RECORDS SUPPLIED>
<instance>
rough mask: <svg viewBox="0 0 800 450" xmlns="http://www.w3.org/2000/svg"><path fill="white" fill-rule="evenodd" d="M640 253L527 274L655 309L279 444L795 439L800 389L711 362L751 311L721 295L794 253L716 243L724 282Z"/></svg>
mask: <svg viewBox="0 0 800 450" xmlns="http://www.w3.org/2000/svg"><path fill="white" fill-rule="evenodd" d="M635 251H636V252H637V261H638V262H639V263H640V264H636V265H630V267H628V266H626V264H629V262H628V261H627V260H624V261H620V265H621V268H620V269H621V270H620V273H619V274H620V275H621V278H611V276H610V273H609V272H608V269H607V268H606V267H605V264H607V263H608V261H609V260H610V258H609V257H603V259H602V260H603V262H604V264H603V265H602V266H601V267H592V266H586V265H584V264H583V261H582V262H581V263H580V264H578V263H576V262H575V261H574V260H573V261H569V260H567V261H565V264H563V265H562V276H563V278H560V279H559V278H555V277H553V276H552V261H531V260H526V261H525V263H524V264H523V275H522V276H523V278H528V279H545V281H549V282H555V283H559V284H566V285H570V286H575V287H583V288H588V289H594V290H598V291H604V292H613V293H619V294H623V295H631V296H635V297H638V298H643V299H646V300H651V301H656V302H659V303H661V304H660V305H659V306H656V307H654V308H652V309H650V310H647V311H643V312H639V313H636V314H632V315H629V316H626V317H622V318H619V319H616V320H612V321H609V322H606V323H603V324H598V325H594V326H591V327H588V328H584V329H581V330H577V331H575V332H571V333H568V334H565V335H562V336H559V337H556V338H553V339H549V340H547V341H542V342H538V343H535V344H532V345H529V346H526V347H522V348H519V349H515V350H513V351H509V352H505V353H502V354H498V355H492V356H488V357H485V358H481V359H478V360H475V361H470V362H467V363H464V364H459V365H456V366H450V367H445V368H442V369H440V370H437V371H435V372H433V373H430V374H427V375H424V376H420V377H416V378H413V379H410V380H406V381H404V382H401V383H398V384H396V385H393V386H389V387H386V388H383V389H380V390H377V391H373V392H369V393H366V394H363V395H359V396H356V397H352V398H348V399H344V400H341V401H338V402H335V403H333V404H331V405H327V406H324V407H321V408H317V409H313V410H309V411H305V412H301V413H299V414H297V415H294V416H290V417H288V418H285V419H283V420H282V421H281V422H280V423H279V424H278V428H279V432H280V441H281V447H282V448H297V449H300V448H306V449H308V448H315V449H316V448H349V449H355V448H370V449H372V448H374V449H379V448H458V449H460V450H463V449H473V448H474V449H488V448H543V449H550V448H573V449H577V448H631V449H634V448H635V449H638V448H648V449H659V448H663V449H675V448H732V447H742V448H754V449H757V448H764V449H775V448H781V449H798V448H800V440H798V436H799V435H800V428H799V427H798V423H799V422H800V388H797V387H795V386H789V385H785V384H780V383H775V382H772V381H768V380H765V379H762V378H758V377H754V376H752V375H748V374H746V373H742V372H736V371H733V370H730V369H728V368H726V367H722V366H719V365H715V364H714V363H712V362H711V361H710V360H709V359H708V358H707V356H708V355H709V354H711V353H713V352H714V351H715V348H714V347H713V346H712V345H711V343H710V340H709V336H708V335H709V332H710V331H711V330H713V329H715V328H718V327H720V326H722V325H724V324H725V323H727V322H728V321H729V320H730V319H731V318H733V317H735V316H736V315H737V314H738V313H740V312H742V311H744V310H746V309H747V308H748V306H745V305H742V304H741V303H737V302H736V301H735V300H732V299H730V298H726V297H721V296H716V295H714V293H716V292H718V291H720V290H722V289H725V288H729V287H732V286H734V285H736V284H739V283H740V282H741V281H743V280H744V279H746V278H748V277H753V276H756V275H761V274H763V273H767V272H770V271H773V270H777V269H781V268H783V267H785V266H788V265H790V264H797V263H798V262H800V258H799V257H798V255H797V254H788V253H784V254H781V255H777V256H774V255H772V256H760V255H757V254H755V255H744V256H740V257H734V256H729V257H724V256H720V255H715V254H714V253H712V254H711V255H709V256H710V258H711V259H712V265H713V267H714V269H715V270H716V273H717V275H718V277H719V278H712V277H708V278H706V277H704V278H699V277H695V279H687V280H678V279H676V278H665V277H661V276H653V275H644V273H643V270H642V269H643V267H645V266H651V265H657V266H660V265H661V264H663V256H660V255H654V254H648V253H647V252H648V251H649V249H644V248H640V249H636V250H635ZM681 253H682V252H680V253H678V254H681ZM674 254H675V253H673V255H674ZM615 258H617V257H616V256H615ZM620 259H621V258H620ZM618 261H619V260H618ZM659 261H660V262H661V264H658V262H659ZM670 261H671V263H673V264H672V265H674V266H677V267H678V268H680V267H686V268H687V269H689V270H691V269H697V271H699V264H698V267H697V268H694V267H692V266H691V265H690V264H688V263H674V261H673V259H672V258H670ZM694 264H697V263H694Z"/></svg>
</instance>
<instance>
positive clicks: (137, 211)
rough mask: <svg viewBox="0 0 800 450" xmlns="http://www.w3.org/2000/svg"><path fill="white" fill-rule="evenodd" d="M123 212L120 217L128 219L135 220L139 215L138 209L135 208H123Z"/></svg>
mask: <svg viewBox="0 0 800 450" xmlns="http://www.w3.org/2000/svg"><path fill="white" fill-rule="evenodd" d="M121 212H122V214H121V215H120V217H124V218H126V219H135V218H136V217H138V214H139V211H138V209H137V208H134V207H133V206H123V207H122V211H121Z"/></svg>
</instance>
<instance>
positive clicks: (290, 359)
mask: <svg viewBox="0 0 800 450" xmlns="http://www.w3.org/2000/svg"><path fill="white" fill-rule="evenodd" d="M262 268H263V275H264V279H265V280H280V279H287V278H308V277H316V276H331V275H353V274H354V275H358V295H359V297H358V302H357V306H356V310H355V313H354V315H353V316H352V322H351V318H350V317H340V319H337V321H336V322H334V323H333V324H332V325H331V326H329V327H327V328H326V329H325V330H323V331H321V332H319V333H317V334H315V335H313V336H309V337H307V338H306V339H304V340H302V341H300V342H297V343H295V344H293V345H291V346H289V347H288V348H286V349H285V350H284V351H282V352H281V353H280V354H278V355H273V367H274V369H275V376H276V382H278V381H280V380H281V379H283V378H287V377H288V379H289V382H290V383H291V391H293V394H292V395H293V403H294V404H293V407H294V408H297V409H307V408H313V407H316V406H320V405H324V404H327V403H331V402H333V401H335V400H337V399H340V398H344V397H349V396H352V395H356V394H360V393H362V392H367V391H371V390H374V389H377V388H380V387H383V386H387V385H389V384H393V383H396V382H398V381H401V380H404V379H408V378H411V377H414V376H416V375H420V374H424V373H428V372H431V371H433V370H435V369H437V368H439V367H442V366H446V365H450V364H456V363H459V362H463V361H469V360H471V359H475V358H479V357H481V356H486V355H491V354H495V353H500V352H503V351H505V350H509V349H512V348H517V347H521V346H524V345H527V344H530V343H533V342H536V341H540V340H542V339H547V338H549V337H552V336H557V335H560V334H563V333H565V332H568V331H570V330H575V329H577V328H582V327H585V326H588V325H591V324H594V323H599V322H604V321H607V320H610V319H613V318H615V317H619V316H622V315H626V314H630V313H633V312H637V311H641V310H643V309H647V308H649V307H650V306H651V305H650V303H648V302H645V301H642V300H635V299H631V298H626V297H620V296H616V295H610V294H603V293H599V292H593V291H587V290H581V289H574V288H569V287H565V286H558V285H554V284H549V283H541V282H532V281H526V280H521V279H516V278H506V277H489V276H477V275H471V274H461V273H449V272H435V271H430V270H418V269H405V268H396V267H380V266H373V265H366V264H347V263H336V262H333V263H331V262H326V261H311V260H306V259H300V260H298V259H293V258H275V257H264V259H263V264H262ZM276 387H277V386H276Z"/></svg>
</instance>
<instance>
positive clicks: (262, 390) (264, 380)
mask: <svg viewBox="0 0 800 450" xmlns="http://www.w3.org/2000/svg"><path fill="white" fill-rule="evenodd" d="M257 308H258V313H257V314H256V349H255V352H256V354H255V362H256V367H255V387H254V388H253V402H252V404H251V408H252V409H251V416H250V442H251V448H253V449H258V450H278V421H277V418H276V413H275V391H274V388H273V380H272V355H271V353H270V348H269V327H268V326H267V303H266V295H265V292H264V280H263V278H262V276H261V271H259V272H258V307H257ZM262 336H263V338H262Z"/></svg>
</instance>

YOUR ASSIGNMENT>
Reproduce the items without any change, starting at their first line and ending with the line that contains "253L527 274L655 309L279", with both of those lines included.

ANSWER TO THE PROBLEM>
<instance>
rough mask: <svg viewBox="0 0 800 450" xmlns="http://www.w3.org/2000/svg"><path fill="white" fill-rule="evenodd" d="M640 253L527 274L655 309L279 444L795 439L800 389L711 362L751 311L721 295L794 253L716 243L724 282Z"/></svg>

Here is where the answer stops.